_Task to carry out_
Copy the following entries line for line, changing nothing.

Collected data
<<<<
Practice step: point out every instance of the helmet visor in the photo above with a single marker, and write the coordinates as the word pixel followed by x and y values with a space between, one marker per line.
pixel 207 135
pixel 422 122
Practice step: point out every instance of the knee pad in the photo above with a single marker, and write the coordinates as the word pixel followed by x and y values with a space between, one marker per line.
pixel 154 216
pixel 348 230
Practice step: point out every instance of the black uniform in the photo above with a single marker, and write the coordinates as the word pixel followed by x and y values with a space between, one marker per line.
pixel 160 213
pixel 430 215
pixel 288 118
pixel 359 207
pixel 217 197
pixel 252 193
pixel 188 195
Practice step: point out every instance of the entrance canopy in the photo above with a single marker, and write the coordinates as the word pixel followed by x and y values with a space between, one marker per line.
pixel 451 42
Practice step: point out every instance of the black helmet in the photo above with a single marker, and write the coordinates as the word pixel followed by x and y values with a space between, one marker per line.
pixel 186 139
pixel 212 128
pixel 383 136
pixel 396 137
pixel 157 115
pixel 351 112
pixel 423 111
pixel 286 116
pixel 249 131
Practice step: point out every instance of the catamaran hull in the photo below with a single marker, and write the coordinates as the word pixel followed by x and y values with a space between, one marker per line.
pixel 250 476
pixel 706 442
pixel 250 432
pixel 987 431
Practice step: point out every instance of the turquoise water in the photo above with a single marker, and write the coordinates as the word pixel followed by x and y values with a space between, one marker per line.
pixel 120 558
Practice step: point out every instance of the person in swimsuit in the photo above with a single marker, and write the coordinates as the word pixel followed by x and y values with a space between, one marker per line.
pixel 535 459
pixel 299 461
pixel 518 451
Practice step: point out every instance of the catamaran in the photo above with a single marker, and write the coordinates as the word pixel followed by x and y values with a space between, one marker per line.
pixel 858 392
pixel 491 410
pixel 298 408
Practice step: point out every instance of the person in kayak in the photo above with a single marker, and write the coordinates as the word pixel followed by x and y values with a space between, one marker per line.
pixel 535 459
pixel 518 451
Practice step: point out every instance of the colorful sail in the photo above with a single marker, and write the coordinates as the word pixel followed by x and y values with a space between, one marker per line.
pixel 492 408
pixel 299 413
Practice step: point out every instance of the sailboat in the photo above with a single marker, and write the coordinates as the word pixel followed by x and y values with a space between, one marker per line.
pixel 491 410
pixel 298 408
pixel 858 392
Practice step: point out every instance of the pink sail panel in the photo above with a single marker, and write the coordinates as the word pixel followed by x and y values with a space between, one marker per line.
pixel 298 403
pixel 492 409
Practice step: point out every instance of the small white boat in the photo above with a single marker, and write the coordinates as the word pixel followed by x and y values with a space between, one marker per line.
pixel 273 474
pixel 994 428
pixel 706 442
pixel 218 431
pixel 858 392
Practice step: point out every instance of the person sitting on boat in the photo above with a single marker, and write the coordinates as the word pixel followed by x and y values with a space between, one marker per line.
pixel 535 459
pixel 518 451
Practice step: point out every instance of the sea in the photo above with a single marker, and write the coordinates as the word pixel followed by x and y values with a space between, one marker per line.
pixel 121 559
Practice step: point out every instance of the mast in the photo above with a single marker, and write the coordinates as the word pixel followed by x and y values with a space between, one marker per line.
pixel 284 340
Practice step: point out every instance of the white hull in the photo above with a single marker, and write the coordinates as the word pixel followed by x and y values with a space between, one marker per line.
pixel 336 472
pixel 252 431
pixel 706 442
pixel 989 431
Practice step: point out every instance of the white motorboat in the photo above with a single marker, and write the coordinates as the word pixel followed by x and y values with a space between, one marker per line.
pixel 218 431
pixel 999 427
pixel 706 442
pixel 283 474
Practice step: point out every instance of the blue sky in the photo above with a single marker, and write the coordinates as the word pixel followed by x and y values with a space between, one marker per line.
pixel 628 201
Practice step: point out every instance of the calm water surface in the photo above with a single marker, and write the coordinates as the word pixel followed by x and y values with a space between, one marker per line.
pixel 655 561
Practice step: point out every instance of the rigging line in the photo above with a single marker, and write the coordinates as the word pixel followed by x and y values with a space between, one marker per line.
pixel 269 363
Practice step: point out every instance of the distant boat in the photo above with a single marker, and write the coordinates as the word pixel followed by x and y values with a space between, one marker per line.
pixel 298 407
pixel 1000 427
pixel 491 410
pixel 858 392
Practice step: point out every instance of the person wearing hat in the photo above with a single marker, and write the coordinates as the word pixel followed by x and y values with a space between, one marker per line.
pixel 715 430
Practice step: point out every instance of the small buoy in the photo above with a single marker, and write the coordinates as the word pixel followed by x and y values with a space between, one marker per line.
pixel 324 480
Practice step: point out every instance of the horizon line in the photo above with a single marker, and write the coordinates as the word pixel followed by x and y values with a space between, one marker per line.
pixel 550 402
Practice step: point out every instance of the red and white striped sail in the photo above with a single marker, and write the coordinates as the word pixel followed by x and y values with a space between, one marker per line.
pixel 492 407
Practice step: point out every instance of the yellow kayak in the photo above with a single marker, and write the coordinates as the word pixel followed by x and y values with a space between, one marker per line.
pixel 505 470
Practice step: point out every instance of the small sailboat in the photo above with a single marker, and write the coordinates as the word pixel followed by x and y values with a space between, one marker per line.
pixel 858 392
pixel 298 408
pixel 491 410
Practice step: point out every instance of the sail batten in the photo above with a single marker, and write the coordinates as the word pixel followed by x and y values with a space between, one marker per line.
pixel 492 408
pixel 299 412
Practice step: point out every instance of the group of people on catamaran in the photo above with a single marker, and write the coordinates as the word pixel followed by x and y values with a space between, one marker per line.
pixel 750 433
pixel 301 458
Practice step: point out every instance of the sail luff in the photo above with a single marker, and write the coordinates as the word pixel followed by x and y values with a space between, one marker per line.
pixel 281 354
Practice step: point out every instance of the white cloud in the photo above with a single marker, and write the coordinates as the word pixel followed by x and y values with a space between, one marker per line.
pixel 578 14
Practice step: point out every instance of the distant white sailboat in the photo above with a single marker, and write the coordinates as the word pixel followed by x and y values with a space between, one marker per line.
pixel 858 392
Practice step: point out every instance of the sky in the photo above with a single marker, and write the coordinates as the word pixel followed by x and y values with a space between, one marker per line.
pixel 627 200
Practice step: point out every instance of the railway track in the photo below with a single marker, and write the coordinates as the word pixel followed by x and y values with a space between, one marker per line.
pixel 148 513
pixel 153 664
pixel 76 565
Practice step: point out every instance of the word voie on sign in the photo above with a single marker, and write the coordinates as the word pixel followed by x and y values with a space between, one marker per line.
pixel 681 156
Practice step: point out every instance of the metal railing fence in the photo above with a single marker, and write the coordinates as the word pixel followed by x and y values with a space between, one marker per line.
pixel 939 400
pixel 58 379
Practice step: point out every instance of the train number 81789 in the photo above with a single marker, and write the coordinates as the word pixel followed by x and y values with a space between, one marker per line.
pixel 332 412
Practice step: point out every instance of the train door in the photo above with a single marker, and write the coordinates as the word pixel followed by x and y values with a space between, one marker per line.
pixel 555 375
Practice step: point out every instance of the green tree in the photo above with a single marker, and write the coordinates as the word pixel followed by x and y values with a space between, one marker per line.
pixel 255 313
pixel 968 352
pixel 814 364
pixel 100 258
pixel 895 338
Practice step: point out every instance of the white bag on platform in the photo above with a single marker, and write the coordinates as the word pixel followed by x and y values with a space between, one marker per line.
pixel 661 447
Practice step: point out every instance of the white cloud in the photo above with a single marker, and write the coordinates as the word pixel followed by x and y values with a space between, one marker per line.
>>>>
_Solution to this problem_
Practice step: point out every instance of the helmet visor in the photo above with a single marker, and write the coordinates as the word pixel followed by x and y values with a space between, one marker per line.
pixel 207 135
pixel 422 122
Practice step: point out every instance of the knee pad in the photo above with a single marker, and write the coordinates as the word pixel followed by x and y values with a space between, one marker per line.
pixel 154 216
pixel 348 230
Practice step: point out every instance of the black uniform in the photo above with a single marker, and write the coordinates as the word pixel followed by x and y values with a space between, one marker per line.
pixel 160 213
pixel 430 215
pixel 288 118
pixel 359 207
pixel 217 197
pixel 252 193
pixel 188 195
Practice step: point out every instance of the entrance canopy in the photo above with a single marker, and write the coordinates as the word pixel followed by x and y values with a space between, one marker per line.
pixel 451 42
Practice step: point out every instance of the black helmet in the photo above with a single marker, and write the coordinates as the word pixel followed by x and y values with a space between, one marker per line.
pixel 186 139
pixel 212 128
pixel 383 136
pixel 396 137
pixel 157 115
pixel 351 112
pixel 423 111
pixel 286 116
pixel 249 131
Practice step: point out every instance of the catamaran hull in the photo below with a single marker, and write the coordinates as the word pixel followed by x and y values with a space between, one marker per line.
pixel 250 476
pixel 706 442
pixel 250 432
pixel 987 431
Practice step: point out every instance of the turquoise water in the photo above with a single marker, and write the coordinates as the word pixel followed by x and y values with a space between, one marker per line.
pixel 120 558
Practice step: point out every instance of the person in swimsuit in the photo above with a single marker, and write the coordinates as the word pixel followed by x and y values with a space between, one marker per line.
pixel 535 459
pixel 299 461
pixel 518 451
Practice step: point out every instance of the catamaran in the photo above with a single marker, and write the coordinates as the word pixel followed by x and y values with a space between, one marker per line.
pixel 858 392
pixel 491 410
pixel 298 408
Practice step: point out every instance of the person in kayak in the photo above with a single marker, and write the coordinates as the word pixel followed by x and y values with a space between, one marker per line.
pixel 535 459
pixel 518 451
Practice step: point out every instance of the colorful sail in the photo above with a single marker, and write the coordinates as the word pixel followed by x and y values with a space between, one marker per line.
pixel 492 408
pixel 299 413
Practice step: point out every instance of the sailboat in the photo above with a single marker, and write the coordinates as the word pixel followed by x and y values with a space between, one marker per line.
pixel 491 410
pixel 298 408
pixel 858 392
Practice step: point out every instance of the pink sail panel in the photo above with a single marker, and write the coordinates as the word pixel followed by x and y values with a space between, one marker per line.
pixel 298 403
pixel 492 409
Practice step: point out every instance of the small white boat in the photo above with a single marker, and write the coordinates as the word pixel followed by x and y values with a space between, one marker per line.
pixel 273 474
pixel 994 428
pixel 706 442
pixel 218 431
pixel 858 392
Practice step: point out every instance of the person sitting on boat in the photo above with a single marker, and write the coordinates as the word pixel followed by x and y values with a space between, one marker per line.
pixel 535 459
pixel 518 451
Practice step: point out every instance of the sea in the photo above with a single marker, and write the coordinates as the word pixel followed by x and y values with a space between, one marker per line.
pixel 121 559
Practice step: point out every instance of the mast in the photo above with a single marker, and write the coordinates as the word pixel followed by x and y values with a space between, one marker per line.
pixel 284 340
Practice step: point out every instance of the white hull in the photo above with a single marker, and write the coordinates as the word pixel followed by x and y values with a space between, one marker per line.
pixel 336 472
pixel 252 431
pixel 706 442
pixel 989 431
Practice step: point out every instance of the white motorboat in the photo above with a single marker, and write the coordinates as the word pixel followed by x and y values with a space between, one marker per line.
pixel 218 431
pixel 999 427
pixel 706 442
pixel 283 474
Practice step: point out every instance of the blue sky in the photo above with a single marker, and write the coordinates as the word pixel followed by x and y values with a space between, one marker per line.
pixel 628 201
Practice step: point out every instance of the calm water surface in the photo above with a single marker, and write the coordinates as the word pixel followed by x and y values with a space between, one marker per line.
pixel 655 561
Practice step: point out every instance of the rigging line in the photo above with a single marker, and write the coordinates as the word pixel followed by x and y values with a space between, one marker per line.
pixel 269 363
Practice step: point out every instance of the distant boat in the photo above with a single marker, and write the coordinates as the word pixel followed by x and y values with a space between, one marker per line.
pixel 298 407
pixel 1000 427
pixel 491 410
pixel 858 392
Practice step: point out every instance of the person wearing hat in the photo above with a single marker, and write the coordinates as the word pixel followed by x and y values with a space between, one marker per line.
pixel 715 430
Practice step: point out every instance of the small buoy in the photo above with a single marker, and write the coordinates as the word pixel followed by x and y values with a space between, one marker per line.
pixel 324 480
Practice step: point out every instance of the horizon line in the photo above with a single marker, and write the coordinates as the word pixel followed by x and y values with a space between, one marker per line.
pixel 550 402
Practice step: point out every instance of the red and white striped sail in the photo above with a single marker, and write the coordinates as the word pixel followed by x and y values with a space between, one marker per line.
pixel 492 407
Practice step: point out every instance of the yellow kayak in the photo above with a single marker, and write the coordinates as the word pixel followed by x and y values with a space between, one marker per line.
pixel 505 470
Practice step: point out every instance of the small sailboat in the photo above with a single marker, and write the coordinates as the word pixel followed by x and y values with a space between, one marker per line.
pixel 858 392
pixel 298 408
pixel 491 410
Practice step: point out every instance of the sail batten in the photo above with a single marker, and write the coordinates as the word pixel followed by x and y values with a space between, one marker per line.
pixel 492 408
pixel 299 412
Practice step: point out every instance of the group of people on catamaran in the photo above with a single marker, and write the coordinates as the word pixel followed by x and y values with a space between, one marker per line.
pixel 750 433
pixel 301 458
Practice step: point out every instance of the sail luff in the photo above with a single marker, and write the coordinates as the word pixel followed by x and y values with a space between, one marker per line.
pixel 281 354
Practice step: point out every instance of the white cloud in the photo above with a single marker, and write the coordinates as the word pixel followed by x and y values with a space between, one marker per line.
pixel 578 14
Practice step: point out every instance of the distant white sailboat in the photo above with a single marker, and write the coordinates as the word pixel followed by x and y values with a space between, one marker per line.
pixel 858 392
Practice step: point out every instance of the sky in the photo above with a single marker, and write the coordinates as the word pixel followed by x and y values with a space between, one marker per line.
pixel 627 200
Practice step: point out every instance of the railway track in the photo below with a single marker, and write the coordinates as the word pixel followed by x and y values with a space between, one marker per line.
pixel 148 513
pixel 153 664
pixel 76 565
Practice step: point out every instance of the word voie on sign in the photo above with a single marker, and write the coordinates as the word pixel followed by x and y values with a space between, one marker per line.
pixel 681 156
Practice step: point out every instance of the metal railing fence in the photo above with a single marker, and write the coordinates as the word pixel followed by x and y values with a space between, one marker per line.
pixel 939 400
pixel 58 379
Practice step: point out every instance of the train number 81789 in the photo above with a single marker, and write the coordinates as the word pixel followed by x and y values with a space between, one marker per line.
pixel 332 412
Practice step: point out every instance of the train door in the photo above with a single marker, and write the coordinates as the word pixel followed by x and y values with a space between, one marker per line.
pixel 555 375
Practice step: point out every instance of the green tree in the photo above with a single marker, and write the coordinates as the word pixel followed by x and y values with a space between, one marker per line.
pixel 255 313
pixel 968 352
pixel 814 364
pixel 100 258
pixel 895 338
Practice step: point out every instance of the white bag on platform in the photo above with a single marker, and write the coordinates as the word pixel followed by x and y values with a space between, one marker per line.
pixel 661 447
Practice step: point out every instance of the white cloud in the photo above with a single marker, and write the coordinates as the word pixel followed by x and y values with a space between, one marker per line.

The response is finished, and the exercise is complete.